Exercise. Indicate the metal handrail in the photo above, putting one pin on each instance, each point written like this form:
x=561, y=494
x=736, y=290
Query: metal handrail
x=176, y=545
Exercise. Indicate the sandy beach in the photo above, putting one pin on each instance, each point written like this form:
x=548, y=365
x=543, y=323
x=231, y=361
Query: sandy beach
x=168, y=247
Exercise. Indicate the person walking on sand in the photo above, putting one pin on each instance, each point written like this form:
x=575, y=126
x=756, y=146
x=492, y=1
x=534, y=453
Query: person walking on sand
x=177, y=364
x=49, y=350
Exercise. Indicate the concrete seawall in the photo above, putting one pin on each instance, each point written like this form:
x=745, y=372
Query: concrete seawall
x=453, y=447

==

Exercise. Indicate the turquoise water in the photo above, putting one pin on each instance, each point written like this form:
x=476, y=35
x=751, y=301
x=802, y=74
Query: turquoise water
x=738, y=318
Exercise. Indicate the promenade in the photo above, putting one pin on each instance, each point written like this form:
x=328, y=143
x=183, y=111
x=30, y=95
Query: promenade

* * *

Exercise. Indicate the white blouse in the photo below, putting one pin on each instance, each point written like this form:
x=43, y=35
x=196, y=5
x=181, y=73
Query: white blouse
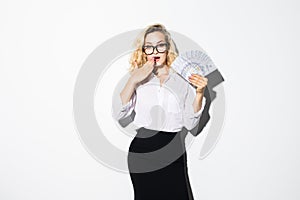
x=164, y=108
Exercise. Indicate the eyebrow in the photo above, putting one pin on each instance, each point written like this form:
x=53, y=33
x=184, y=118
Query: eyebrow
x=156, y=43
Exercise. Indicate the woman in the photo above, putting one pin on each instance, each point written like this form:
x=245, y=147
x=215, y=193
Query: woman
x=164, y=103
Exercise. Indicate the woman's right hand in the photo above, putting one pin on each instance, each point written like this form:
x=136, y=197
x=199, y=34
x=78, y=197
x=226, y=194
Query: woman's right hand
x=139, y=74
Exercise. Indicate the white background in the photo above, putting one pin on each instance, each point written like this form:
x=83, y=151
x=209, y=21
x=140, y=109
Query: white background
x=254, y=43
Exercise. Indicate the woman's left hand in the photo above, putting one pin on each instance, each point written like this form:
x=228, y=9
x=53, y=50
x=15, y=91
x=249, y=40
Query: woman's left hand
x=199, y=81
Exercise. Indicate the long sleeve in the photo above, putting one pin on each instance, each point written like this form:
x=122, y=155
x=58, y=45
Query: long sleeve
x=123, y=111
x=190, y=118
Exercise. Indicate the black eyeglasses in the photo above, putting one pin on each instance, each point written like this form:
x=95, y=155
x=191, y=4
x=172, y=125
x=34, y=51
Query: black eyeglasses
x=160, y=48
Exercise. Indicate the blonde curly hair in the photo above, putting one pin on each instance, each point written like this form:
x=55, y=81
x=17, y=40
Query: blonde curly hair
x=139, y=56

→ Exercise instructions
From the listing above, lay out as a numbered list the lines starting at the one containing "Exercise. Indicate the white background" and ending at the one containing "x=199, y=81", leaving out any blank lines.

→ Written reply
1. Exercise. Indicate the white background in the photo above, putting one pin on each instance, each point written like this form:
2. x=83, y=151
3. x=209, y=21
4. x=140, y=109
5. Query: white background
6. x=254, y=43
7. Exercise. Indicate the woman's left hand in the photo above, putting one pin on each instance, each point written like this form:
8. x=228, y=9
9. x=53, y=50
10. x=15, y=91
11. x=249, y=40
12. Query: woman's left hand
13. x=199, y=81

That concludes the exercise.